WHAT NEEDS TO BE DONE – Render the stretch from the line containing "Return a point for each instance of the rocky sea" through the end of the items as a numbered list, leaving out any blank lines.

DATASET –
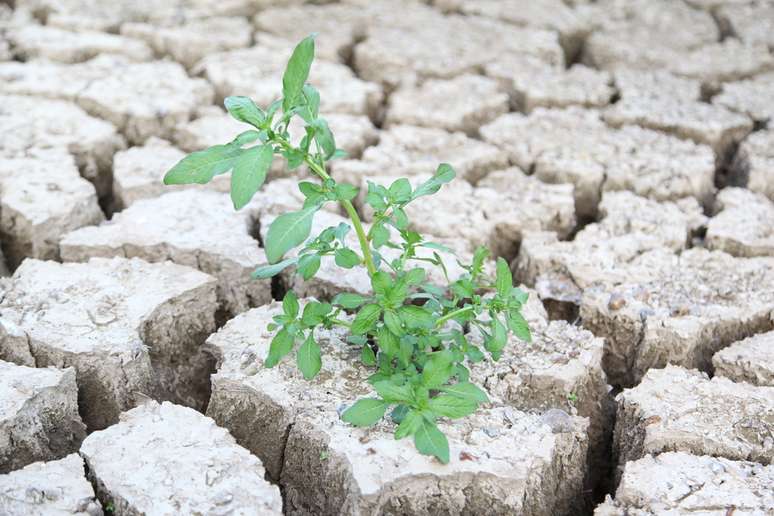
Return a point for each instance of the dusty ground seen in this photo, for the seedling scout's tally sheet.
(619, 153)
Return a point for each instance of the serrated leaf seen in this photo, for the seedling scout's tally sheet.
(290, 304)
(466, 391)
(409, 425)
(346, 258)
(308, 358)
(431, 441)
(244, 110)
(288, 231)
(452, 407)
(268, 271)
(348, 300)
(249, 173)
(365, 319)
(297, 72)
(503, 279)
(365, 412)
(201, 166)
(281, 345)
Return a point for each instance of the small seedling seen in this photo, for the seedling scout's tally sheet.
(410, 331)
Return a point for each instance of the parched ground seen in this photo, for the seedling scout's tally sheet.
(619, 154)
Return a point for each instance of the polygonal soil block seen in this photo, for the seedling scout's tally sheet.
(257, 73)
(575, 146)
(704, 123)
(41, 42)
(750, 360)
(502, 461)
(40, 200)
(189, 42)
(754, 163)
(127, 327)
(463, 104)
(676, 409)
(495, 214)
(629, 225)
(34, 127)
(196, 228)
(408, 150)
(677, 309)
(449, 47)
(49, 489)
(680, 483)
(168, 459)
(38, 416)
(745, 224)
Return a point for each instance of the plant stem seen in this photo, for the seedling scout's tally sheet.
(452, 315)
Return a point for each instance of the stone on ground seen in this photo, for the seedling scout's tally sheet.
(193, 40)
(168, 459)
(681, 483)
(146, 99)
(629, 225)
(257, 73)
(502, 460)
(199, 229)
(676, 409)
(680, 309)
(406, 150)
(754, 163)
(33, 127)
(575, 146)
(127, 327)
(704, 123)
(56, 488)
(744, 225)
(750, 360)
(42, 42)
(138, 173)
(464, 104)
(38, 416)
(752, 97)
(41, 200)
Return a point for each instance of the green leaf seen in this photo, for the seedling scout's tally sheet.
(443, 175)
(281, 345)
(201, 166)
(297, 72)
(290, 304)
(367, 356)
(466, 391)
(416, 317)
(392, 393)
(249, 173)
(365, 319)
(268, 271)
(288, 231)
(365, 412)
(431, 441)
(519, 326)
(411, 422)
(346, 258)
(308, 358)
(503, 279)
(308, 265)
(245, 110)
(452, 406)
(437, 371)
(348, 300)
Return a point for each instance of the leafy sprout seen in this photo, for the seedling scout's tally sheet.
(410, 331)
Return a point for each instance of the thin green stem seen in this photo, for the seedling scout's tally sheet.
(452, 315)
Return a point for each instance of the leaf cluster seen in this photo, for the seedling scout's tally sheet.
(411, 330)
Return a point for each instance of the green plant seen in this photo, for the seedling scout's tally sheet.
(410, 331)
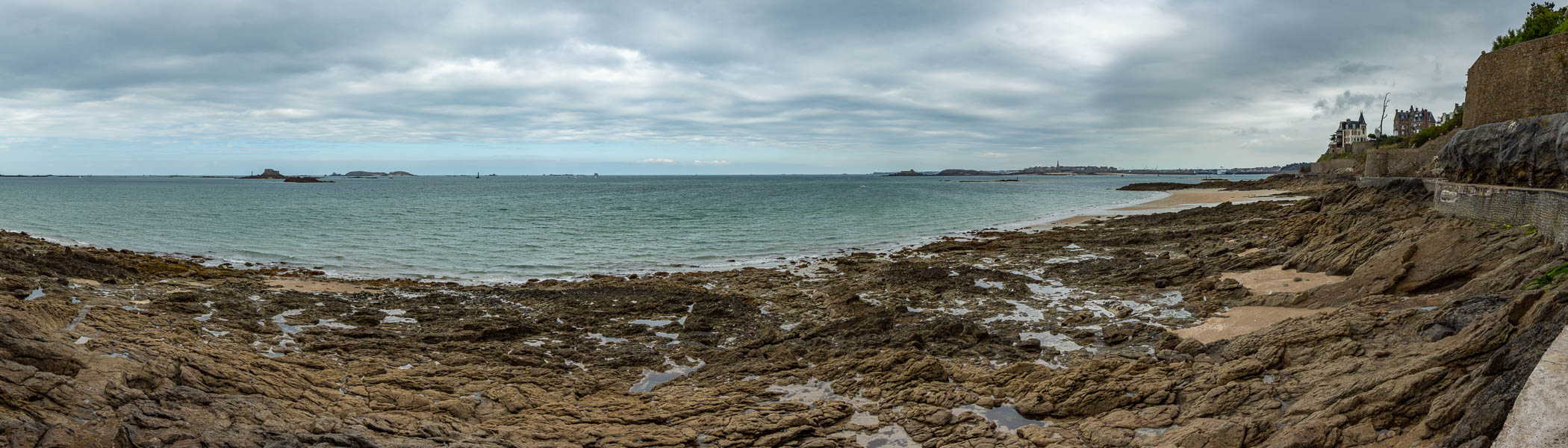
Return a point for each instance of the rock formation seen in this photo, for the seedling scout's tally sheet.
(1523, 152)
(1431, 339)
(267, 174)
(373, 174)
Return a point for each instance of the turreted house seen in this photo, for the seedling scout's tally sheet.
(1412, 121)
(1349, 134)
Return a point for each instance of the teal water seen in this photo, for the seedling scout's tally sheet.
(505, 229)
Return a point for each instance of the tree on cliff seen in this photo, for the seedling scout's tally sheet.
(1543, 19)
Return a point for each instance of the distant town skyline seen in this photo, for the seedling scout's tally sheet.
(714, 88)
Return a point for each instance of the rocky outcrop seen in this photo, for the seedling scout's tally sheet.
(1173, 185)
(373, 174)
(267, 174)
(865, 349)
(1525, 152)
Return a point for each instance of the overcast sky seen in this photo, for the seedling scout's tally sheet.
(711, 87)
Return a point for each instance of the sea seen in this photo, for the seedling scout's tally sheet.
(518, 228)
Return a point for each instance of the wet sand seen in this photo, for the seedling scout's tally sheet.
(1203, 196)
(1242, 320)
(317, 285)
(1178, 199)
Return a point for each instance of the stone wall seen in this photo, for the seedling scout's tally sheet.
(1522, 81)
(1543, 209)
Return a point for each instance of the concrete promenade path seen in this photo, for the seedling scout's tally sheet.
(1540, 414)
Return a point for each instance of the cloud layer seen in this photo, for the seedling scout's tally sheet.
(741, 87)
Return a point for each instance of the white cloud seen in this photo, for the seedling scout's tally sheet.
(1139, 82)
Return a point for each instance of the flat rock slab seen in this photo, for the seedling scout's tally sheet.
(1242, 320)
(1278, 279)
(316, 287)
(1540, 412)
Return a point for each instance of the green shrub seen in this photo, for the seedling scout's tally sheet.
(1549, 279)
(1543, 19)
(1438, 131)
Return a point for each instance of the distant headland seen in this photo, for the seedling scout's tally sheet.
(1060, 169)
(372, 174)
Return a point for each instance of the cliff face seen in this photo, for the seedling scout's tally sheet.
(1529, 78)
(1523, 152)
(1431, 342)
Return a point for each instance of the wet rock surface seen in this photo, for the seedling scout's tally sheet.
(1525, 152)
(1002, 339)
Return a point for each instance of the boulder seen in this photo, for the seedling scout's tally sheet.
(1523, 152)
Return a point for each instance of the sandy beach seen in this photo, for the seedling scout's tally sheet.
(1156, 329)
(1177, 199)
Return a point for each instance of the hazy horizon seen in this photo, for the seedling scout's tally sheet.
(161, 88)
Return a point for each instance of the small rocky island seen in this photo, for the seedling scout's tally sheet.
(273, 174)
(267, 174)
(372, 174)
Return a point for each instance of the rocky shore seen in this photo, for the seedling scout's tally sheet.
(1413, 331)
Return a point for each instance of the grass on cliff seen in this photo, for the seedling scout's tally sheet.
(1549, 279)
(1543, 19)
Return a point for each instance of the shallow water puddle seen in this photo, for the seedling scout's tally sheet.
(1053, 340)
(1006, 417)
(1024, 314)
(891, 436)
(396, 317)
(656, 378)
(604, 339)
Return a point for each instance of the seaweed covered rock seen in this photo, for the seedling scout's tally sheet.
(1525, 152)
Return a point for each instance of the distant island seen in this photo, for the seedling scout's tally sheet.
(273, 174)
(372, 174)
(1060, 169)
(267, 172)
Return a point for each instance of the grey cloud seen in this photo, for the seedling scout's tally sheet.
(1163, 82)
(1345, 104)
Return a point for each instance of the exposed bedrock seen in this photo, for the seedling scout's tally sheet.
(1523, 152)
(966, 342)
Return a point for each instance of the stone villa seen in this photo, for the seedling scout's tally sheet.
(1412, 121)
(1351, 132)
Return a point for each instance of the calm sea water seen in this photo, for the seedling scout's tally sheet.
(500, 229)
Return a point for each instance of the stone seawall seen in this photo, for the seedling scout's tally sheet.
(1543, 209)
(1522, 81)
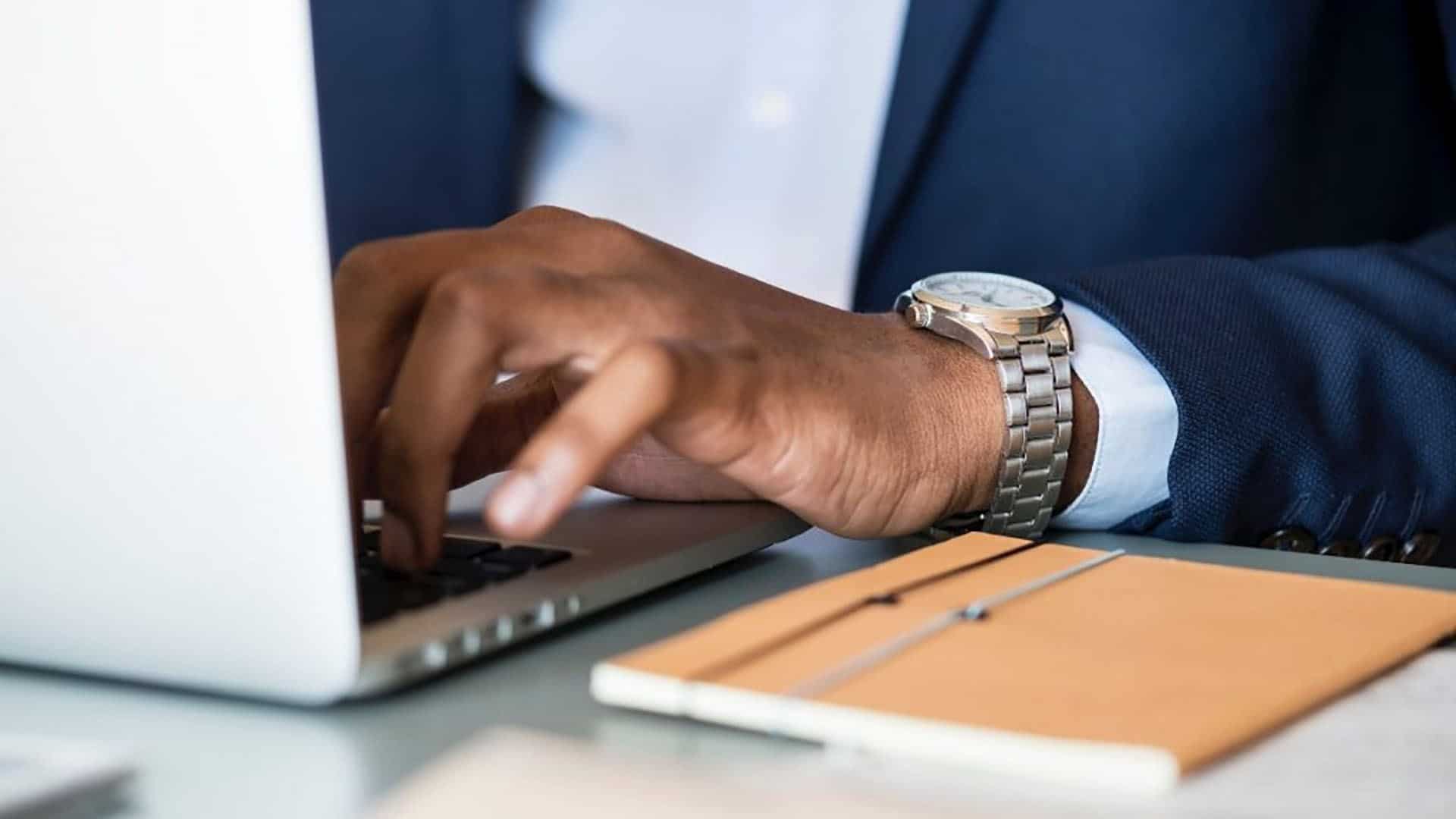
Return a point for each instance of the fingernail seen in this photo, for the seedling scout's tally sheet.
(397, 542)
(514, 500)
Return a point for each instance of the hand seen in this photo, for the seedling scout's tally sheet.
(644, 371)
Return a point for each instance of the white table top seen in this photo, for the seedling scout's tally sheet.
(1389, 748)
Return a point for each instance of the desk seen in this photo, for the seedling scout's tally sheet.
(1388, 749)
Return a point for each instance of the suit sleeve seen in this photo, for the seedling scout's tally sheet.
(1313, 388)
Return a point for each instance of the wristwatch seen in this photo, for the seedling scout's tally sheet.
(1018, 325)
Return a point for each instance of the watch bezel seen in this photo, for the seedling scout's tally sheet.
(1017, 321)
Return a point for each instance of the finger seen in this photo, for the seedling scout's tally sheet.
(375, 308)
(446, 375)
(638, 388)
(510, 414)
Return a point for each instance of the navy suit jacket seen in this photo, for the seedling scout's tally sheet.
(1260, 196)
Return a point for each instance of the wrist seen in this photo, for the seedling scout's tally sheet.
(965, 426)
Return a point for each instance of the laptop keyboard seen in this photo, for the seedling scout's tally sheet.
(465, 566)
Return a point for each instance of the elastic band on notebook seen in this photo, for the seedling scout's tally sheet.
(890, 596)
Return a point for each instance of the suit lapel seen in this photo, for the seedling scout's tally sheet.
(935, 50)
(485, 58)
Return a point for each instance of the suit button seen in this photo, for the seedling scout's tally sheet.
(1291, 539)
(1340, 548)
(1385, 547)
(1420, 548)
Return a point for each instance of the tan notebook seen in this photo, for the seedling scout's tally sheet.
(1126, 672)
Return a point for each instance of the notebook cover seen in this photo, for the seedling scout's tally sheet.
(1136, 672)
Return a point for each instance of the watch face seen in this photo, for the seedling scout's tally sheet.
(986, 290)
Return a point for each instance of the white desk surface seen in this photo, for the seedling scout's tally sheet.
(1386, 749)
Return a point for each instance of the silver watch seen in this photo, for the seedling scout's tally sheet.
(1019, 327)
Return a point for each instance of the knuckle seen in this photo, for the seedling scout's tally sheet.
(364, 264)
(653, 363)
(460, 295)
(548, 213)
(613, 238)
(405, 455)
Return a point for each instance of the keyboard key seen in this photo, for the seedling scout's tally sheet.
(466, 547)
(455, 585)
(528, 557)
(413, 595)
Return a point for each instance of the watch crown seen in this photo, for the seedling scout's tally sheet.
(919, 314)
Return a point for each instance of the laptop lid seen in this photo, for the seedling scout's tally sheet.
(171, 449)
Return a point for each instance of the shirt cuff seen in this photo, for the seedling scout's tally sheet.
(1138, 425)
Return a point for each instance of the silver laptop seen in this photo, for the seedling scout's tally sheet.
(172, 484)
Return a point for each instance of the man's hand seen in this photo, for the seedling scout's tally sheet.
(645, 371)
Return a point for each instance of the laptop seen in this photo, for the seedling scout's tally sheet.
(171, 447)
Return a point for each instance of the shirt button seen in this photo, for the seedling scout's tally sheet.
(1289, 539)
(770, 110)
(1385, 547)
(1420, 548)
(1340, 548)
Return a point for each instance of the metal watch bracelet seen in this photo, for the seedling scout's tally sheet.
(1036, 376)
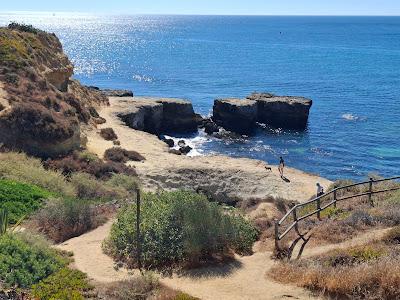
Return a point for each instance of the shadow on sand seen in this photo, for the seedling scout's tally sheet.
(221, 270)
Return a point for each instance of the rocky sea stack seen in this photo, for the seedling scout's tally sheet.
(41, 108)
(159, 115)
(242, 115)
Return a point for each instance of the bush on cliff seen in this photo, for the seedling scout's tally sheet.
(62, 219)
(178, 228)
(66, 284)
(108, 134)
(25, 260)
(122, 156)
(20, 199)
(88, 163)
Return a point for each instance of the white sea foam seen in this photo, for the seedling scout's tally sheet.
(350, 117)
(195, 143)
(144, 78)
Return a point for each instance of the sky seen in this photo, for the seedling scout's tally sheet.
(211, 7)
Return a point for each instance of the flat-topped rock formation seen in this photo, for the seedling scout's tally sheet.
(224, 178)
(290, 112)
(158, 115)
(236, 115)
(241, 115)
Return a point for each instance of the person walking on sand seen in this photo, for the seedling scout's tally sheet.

RESULT FOR THIS TASK –
1. Return a point for each instance of the rocky sea stack seen in this photo, for the seedling scout's tally sheet.
2. (41, 108)
3. (159, 115)
4. (242, 115)
5. Return a point for each instance of the bush on cliff seen in this photo, for the seedling scout's tally sheet.
6. (62, 219)
7. (178, 228)
8. (66, 284)
9. (108, 134)
10. (25, 260)
11. (122, 156)
12. (20, 199)
13. (88, 163)
14. Return a point for each instance of the white sea foam seen in this photo, for the seedling scout's tally sheet.
15. (350, 117)
16. (195, 143)
17. (144, 78)
18. Return a point for each instance of the sky seen in this photo, for the seedling scout's tally sheet.
19. (211, 7)
20. Return a point for each instance of the flat-topped rock formation seen in this photo, for the seedling scout's tally sheet.
21. (224, 178)
22. (290, 112)
23. (158, 115)
24. (236, 115)
25. (241, 115)
26. Return a point for each instance of the person walking on sand seen in this photo, for the seedling scout's tally sheet.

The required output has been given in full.